● DATA FOR THIS EXERCISE:
....................

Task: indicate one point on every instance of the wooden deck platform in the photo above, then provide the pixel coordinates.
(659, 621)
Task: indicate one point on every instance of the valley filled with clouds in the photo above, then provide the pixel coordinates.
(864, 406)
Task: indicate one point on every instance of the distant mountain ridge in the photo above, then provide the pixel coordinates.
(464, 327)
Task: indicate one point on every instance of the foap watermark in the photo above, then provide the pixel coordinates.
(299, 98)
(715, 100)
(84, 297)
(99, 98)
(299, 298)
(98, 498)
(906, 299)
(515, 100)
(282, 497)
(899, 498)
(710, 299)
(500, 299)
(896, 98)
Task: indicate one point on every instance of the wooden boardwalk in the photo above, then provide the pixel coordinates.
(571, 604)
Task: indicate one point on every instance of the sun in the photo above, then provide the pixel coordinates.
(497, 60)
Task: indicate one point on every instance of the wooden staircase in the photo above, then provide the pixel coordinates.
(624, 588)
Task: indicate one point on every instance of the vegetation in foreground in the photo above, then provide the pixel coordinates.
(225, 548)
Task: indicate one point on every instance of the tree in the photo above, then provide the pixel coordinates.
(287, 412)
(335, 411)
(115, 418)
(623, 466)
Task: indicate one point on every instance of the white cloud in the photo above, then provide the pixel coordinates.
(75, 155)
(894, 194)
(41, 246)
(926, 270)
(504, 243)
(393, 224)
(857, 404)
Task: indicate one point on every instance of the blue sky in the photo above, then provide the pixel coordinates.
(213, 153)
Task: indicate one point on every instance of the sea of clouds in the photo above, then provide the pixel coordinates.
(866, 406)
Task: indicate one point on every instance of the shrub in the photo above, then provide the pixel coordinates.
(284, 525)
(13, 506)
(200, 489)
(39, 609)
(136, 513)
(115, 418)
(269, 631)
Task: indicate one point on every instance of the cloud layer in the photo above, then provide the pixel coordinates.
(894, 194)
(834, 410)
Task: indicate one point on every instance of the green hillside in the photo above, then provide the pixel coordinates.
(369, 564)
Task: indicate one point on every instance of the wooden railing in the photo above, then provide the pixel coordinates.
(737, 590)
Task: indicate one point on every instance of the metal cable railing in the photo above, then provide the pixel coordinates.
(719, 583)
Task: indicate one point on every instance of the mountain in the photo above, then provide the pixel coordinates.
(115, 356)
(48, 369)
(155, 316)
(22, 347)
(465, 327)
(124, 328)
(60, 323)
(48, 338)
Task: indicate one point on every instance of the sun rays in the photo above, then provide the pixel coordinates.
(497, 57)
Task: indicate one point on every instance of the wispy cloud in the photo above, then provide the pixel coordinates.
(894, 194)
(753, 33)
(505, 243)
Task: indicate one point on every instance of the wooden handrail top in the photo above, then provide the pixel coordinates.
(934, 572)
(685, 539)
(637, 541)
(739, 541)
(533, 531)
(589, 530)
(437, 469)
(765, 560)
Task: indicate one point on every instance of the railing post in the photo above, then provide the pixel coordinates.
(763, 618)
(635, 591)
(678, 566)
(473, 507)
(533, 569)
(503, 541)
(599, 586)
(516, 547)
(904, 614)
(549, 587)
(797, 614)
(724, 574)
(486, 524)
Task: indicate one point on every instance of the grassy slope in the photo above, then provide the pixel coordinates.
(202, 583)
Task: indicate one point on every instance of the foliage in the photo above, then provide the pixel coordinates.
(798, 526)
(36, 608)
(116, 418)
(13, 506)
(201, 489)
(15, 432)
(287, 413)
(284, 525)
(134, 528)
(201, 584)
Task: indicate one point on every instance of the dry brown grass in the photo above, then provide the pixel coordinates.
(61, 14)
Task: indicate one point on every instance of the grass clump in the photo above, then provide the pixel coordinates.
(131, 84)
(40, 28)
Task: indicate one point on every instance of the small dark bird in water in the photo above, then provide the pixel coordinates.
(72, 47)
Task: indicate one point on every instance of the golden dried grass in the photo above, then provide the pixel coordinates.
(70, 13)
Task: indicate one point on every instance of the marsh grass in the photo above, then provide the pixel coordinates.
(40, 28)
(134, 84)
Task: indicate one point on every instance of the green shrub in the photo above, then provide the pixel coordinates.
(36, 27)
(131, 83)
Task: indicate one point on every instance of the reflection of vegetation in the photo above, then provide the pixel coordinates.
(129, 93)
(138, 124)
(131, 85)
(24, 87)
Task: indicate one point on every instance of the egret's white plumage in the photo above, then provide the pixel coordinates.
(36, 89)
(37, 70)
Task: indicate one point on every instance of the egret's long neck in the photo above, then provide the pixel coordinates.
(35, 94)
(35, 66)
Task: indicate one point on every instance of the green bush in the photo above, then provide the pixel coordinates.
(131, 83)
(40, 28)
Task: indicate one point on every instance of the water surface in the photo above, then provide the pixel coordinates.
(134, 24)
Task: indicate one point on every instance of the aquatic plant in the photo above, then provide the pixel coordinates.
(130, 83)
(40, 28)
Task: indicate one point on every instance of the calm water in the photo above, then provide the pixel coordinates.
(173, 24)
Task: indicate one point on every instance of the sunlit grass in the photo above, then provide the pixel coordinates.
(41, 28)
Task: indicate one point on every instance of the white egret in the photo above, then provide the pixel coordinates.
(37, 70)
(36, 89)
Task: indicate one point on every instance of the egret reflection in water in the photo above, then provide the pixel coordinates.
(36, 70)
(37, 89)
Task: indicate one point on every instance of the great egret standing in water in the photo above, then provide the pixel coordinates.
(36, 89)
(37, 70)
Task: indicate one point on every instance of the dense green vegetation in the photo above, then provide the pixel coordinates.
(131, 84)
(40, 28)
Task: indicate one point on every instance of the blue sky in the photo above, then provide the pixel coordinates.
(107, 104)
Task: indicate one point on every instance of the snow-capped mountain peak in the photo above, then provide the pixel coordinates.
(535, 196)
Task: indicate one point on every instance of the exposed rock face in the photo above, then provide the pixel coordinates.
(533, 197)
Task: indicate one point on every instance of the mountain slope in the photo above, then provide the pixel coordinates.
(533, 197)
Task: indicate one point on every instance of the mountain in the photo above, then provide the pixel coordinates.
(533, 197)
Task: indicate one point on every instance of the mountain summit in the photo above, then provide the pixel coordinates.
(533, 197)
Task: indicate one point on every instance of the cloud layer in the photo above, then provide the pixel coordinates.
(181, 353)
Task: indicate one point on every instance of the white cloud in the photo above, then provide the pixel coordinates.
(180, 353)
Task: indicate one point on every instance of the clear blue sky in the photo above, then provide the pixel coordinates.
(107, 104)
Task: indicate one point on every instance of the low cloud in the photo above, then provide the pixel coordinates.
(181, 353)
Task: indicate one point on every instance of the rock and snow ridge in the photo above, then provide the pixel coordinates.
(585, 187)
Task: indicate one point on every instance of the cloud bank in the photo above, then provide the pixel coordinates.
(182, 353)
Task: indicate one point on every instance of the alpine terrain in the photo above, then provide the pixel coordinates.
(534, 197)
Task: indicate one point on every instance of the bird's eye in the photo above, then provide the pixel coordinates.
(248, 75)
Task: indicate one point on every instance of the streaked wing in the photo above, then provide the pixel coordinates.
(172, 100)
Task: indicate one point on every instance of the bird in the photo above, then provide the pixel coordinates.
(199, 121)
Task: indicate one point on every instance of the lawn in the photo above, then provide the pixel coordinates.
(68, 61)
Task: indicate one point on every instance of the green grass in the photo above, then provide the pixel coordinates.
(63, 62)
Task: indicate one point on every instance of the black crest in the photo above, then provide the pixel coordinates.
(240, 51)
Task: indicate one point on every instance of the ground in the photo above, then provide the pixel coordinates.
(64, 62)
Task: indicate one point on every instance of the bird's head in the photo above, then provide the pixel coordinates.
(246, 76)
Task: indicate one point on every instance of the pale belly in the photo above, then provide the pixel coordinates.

....................

Repeat the line that contains "Task: indicate one point on every instance of the low", then every line after it until the records end, with nothing added.

Task: indicate one point on every instance of the low cloud in the photo above, then provide the pixel coordinates.
(181, 353)
Task: indicate one point on every instance of the rock and snow ridge in the photo above, then provide the pixel coordinates.
(585, 187)
Task: indicate one point on every instance of the cloud bank in the photo above, then provide the pixel coordinates.
(182, 353)
Task: indicate one point on every instance of the alpine terrain in the photo above, then provide the pixel coordinates.
(534, 197)
Task: indicate one point on every instance of the bird's eye in the photo above, then provide the pixel coordinates.
(248, 75)
Task: indicate one point on every instance of the streaked wing in the photo above, then provide the pixel coordinates.
(172, 100)
Task: indicate one point on every instance of the bird in the photo above, then provide the pixel coordinates.
(199, 121)
Task: indicate one point on every instance of the lawn in the photo above, then provide the pixel coordinates.
(68, 61)
Task: indicate one point on every instance of the green grass in the photo above, then provide the pixel coordinates.
(63, 62)
Task: indicate one point on every instance of the black crest in the photo above, then provide the pixel coordinates.
(240, 51)
Task: indicate one point on every instance of the ground in the photo above, then provide the pixel coordinates.
(64, 62)
Task: indicate one point on every instance of the bird's head in the photo above, then provide the pixel coordinates.
(246, 76)
Task: indicate one point on every instance of the pale belly in the photo above, then provide the pixel coordinates.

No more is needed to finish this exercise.